— begin —
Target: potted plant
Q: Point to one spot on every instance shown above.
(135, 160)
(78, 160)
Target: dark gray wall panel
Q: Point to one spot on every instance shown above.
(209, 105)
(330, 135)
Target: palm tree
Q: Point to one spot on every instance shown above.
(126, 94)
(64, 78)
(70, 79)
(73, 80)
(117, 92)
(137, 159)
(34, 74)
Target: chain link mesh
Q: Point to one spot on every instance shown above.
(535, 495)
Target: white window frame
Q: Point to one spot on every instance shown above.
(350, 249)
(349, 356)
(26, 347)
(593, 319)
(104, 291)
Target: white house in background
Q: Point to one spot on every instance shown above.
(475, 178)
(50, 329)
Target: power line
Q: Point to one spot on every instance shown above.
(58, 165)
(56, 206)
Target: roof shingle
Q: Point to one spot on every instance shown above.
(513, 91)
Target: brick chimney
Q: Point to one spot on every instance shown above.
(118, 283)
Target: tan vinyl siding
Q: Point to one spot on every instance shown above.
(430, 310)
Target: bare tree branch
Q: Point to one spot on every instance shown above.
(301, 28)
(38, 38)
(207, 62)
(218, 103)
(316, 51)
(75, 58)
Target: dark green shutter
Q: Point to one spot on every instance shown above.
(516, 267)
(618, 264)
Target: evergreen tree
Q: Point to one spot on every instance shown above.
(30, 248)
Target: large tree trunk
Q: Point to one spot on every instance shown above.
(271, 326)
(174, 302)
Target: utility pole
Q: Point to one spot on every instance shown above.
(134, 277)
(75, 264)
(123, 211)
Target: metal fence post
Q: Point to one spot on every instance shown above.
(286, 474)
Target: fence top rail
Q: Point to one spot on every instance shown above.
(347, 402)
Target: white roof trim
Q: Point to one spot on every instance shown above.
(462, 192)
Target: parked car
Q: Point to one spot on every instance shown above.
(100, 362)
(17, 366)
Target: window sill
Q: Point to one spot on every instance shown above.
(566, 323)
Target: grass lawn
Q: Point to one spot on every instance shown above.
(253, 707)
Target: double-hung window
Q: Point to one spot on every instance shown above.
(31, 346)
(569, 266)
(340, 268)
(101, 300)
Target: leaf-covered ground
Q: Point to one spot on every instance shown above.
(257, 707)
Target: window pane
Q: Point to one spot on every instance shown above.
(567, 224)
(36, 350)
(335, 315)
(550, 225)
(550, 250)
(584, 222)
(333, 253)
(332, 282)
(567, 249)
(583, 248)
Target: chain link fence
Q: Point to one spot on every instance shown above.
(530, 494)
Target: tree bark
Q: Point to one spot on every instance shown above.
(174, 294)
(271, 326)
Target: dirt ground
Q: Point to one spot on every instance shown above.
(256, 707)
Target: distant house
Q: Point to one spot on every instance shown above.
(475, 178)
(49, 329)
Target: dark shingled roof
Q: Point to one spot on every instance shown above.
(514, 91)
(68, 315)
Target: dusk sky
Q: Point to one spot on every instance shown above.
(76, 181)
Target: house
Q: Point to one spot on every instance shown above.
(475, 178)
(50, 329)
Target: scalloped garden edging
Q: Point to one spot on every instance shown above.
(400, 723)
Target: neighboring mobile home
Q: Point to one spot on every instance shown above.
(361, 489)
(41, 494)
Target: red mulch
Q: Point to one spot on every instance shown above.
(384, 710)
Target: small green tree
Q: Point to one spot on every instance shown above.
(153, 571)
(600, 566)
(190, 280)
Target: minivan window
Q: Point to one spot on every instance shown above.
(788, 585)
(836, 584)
— end —
WHAT YOU NEED TO DO> Exactly and only the lines from the one containing "Target: dirt ground" through the end of the material are to be reproduced, both ends included.

FULL OUTPUT>
Target: dirt ground
Q: Point to one spot on every instance shown above.
(256, 707)
Target: distant house
Q: Point to one spot on every instance shown above.
(475, 178)
(49, 329)
Target: dark shingled roof
Q: Point to one spot on every instance shown above.
(514, 91)
(68, 315)
Target: dusk sky
Q: Point to one spot on every instance shown above.
(76, 181)
Target: house
Q: Point to one spot on every instance shown above.
(475, 178)
(50, 329)
Target: scalloped garden edging
Q: Point to one spot on every instance shown above.
(400, 723)
Target: neighboring mobile home
Q: Point to one spot on every instance shown above.
(361, 489)
(41, 494)
Target: red mulch
Q: Point to one spot on every instance shown above.
(384, 710)
Target: small green tree
Q: Point to one spot on every instance shown above.
(153, 571)
(600, 566)
(190, 280)
Target: minivan window
Q: Point to one spot on every instance shown above.
(788, 585)
(836, 584)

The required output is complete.